● TEXT SECTION
Data Science Using R - Lab Manual-Complete Ver 2.0 - Nov 2024
Data Science Using R - Lab Manual-Complete Ver 2.0 - Nov 2024
Dr.P.RAJASEKAR
Associate Professor,
School of Computing
SRMIST
List of Experiments
6. Write a R program to take input from the user (name and age) and display the values.
7. Write a R program to create a sequence of numbers from 20 to 50 and find the mean of
8. Write a R program to create three vectors a,b,c with 3 integers. Combine the three
vectors to become a 3×3 matrix where each column represents a vector. Print the
9. Write a R program to concatenate two given matrixes of same column but different
rows.
10… Write a R program to create a data frame from four given vectors.
12. Write a R program to count the number of NA values in a data frame column.
13. Write a R program to create a simple bar plot of four subjects’ marks.
14. Write a R program to create a simple bar plot for ozone concentration in air with
“airquality” dataset.
15. Write a R program to create a histogram for maximum daily temperature for with
“airquality” dataset.
16. Write a R program to create a boxplot for the variable “wind” with “airquality” dataset.
Experiment No: 1
Aim: To perform the basic mathematical operations in R programming
Theory:
Installing Packages
The most common place to get packages from is CRAN. To install packages from CRAN you
use install.packages("packagename"). For instance, if you want to install the ggplot2
package, which is a very popular visualization package you would type the following in the
console:
# install package from CRAN
install.packages("ggplot2")
Loading Packages
Once the package is downloaded to your computer you can access the functions and
resources provided by the package in two different ways:
# load the package to use in the current R session
library(packagename)
Assignment
The first operator you’ll run into is the assignment operator. The assignment operator is used
to assign a value. For instance we can assign the value 3 to the variable x using the <-
assignment operator.

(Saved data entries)
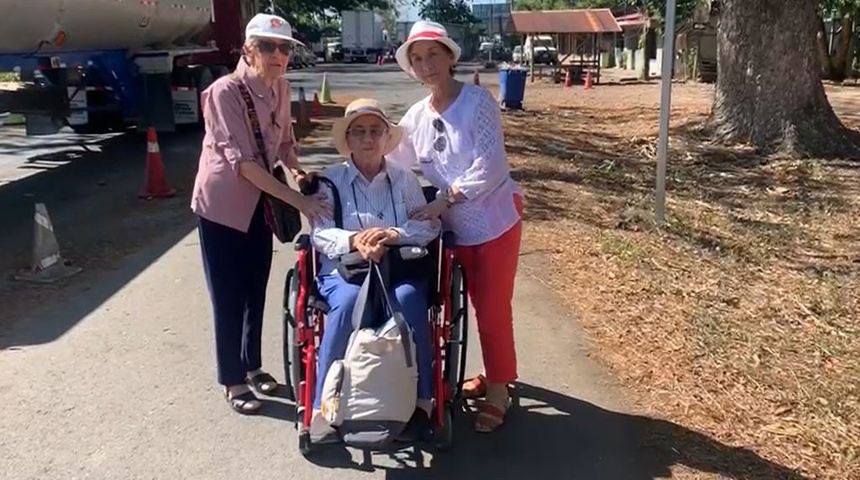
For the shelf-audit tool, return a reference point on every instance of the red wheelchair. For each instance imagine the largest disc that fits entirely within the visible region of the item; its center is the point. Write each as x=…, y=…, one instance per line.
x=304, y=323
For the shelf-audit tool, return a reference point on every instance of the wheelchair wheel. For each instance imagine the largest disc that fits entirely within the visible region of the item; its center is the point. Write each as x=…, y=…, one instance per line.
x=455, y=357
x=292, y=350
x=444, y=437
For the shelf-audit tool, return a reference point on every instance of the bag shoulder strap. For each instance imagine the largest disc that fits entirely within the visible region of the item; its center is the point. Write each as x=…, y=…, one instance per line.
x=374, y=287
x=338, y=209
x=255, y=122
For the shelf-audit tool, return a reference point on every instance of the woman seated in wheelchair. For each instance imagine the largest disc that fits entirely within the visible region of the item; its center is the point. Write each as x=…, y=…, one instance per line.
x=376, y=199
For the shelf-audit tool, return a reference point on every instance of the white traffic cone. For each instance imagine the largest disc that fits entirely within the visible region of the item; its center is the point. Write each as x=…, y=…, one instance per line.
x=48, y=265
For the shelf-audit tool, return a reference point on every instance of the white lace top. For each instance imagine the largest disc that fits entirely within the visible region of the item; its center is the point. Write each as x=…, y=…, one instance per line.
x=465, y=148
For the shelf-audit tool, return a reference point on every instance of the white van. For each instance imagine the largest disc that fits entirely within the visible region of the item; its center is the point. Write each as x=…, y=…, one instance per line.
x=544, y=50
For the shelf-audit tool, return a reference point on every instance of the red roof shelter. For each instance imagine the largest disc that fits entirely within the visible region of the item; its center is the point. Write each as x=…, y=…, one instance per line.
x=581, y=33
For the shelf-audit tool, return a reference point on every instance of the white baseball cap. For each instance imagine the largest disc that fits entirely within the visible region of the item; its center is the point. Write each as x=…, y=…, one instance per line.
x=425, y=30
x=270, y=26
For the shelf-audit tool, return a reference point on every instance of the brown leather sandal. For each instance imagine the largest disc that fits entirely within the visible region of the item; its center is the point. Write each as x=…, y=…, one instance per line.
x=475, y=387
x=491, y=416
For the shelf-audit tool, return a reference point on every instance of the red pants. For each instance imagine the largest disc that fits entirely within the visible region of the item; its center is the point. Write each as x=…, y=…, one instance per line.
x=490, y=272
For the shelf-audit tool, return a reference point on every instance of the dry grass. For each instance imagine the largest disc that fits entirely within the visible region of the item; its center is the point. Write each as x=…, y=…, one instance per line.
x=740, y=318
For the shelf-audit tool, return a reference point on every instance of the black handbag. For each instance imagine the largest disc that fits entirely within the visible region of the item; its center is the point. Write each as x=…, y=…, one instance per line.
x=283, y=219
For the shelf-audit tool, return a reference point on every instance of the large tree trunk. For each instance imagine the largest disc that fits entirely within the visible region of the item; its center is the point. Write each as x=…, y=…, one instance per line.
x=769, y=90
x=838, y=66
x=822, y=44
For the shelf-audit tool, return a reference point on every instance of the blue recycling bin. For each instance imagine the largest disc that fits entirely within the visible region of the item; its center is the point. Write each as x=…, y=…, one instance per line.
x=512, y=87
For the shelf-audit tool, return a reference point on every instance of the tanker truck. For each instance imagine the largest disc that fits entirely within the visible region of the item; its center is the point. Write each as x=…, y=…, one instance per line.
x=100, y=66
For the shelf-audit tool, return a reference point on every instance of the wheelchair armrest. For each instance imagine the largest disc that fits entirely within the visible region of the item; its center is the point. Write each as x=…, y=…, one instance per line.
x=413, y=252
x=302, y=243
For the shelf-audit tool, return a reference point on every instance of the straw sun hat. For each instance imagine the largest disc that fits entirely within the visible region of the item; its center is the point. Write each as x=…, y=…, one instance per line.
x=425, y=30
x=357, y=108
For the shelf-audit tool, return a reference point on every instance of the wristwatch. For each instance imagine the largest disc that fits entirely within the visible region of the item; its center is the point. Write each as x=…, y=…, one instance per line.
x=448, y=195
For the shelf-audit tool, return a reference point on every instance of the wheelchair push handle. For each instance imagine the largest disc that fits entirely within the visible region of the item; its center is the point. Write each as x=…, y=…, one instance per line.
x=413, y=252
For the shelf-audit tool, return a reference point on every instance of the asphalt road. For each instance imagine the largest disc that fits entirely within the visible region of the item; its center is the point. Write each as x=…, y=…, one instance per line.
x=110, y=375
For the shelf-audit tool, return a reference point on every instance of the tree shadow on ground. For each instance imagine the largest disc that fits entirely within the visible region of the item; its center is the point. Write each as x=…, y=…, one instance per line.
x=555, y=436
x=611, y=171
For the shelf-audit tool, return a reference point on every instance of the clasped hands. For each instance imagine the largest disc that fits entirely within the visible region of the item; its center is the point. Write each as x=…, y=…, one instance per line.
x=372, y=243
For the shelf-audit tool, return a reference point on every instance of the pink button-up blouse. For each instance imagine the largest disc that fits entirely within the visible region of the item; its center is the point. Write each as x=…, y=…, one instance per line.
x=221, y=194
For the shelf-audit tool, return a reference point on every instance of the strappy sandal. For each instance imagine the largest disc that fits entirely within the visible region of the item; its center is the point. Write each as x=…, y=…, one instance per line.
x=263, y=383
x=475, y=387
x=245, y=403
x=491, y=416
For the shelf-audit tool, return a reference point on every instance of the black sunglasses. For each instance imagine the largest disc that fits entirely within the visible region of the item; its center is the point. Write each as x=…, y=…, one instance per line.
x=266, y=46
x=440, y=143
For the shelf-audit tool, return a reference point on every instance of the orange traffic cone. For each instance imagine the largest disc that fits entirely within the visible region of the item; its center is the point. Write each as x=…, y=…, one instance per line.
x=155, y=184
x=316, y=109
x=304, y=116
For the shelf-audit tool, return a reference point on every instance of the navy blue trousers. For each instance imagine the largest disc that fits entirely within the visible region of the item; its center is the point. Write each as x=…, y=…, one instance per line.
x=237, y=267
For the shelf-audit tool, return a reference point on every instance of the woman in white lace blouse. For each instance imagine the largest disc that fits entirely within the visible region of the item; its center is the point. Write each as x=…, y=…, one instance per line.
x=455, y=135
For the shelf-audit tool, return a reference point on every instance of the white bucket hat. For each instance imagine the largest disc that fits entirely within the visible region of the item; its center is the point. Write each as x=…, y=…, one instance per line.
x=357, y=108
x=425, y=30
x=270, y=26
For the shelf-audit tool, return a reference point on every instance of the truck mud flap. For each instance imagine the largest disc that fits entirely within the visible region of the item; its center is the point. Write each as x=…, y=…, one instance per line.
x=156, y=103
x=52, y=101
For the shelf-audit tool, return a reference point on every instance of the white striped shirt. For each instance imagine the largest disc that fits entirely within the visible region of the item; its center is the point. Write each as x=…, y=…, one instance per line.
x=384, y=202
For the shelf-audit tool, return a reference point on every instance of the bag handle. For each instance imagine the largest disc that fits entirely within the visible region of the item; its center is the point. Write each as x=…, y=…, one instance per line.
x=255, y=124
x=373, y=281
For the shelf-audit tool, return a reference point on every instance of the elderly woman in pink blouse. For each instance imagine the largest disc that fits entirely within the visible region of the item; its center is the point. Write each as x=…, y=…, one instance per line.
x=233, y=224
x=455, y=135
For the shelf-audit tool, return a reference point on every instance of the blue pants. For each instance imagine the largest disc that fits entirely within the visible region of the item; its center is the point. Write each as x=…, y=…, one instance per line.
x=237, y=267
x=341, y=295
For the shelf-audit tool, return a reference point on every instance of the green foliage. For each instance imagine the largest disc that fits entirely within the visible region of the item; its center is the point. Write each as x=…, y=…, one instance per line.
x=446, y=11
x=827, y=7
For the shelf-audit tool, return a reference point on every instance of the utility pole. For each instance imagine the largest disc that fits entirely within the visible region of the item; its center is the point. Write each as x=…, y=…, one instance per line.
x=665, y=109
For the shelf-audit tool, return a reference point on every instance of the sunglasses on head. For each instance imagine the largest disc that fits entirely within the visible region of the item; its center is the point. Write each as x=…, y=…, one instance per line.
x=268, y=46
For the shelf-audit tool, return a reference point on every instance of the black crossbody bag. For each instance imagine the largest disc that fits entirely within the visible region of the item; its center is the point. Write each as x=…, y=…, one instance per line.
x=283, y=219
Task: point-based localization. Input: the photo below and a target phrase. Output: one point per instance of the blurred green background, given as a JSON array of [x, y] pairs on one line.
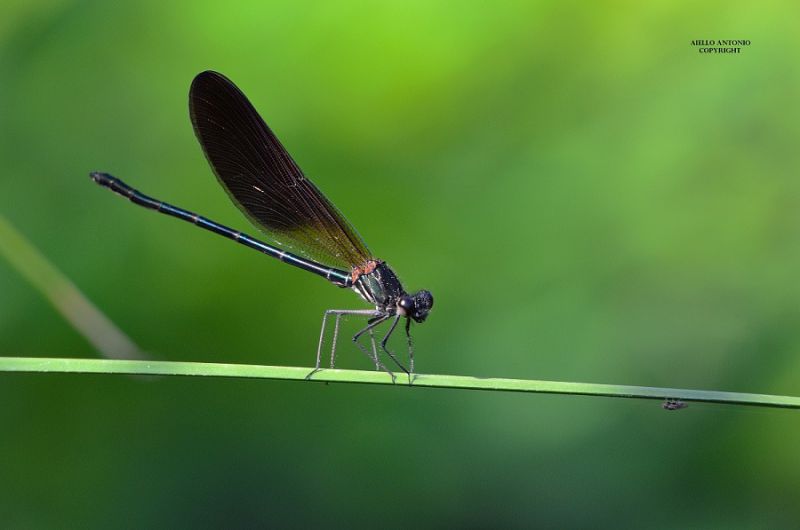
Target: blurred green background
[[587, 196]]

● WHAT THIS EXERCISE ASKS
1 – According to the R lab manual, what is the most common place to get packages from?
2 – Print the part of the R lab manual starting with "7. Write a R" and going on through "data frame column.".
3 – Proceed with the R lab manual, picking up after its last sentence.
The rows are separate from the R lab manual.

● OUTPUTS
1 – CRAN.

2 –
7. Write a R program to create a sequence of numbers from 20 to 50 and find the mean of
8. Write a R program to create three vectors a,b,c with 3 integers. Combine the three
vectors to become a 3×3 matrix where each column represents a vector. Print the
9. Write a R program to concatenate two given matrixes of same column but different
rows.
10… Write a R program to create a data frame from four given vectors.
12. Write a R program to count the number of NA values in a data frame column.

3 –
# assignment
x <- 3
Interestingly, R actually allows for five assignment operators:
# leftward assignment
x <- value
x = value
x <<- value
# rightward assignment
value -> x
value ->> x
The original assignment operator in R was <- and has continued to be the preferred among R
users. The = assignment operator was added in 2001 primarily because it is the accepted
assignment operator in many other languages and beginners to R coming from other
languages were so prone to use it.
The operators <<- is normally only used in functions which we will not get into the details.
Evaluation
We can then evaluate the variable by simply typing x at the command line which will return
the value of x. Note that prior to the value returned you’ll see ## [1] in the command line.
This simply implies that the output returned is the first output. Note that you can type any
comments in your code by preceding the comment with the hash tag (#) symbol. Any values,
symbols, and texts following # will not be evaluated.
# evaluation
x
## [1] 3
Case Sensitivity
Lastly, note that R is a case sensitive programming language. Meaning all variables,
functions, and objects must be called by their exact spelling:
x <- 1
y <- 3
z <- 4
x*y*z
## [1] 12
x*Y*z
## Error in eval(expr, envir, enclos): object 'Y' not found
Basic Arithmetic
At its most basic function R can be used as a calculator. When applying basic arithmetic, the
PEMDAS order of operations applies: parentheses first followed by exponentiation,
multiplication and division, and final addition and subtraction.
8+9/5^2
## [1] 8.36
8 + 9 / (5 ^ 2)
## [1] 8.36
8 + (9 / 5) ^ 2
## [1] 11.24
(8 + 9) / 5 ^ 2
## [1] 0.68
By default R will display seven digits but this can be changed using options() as previously
outlined.
1/7
## [1] 0.1428571
options(digits = 3)
1/7
## [1] 0.143
pi
## [1] 3.141592654
options(digits = 22)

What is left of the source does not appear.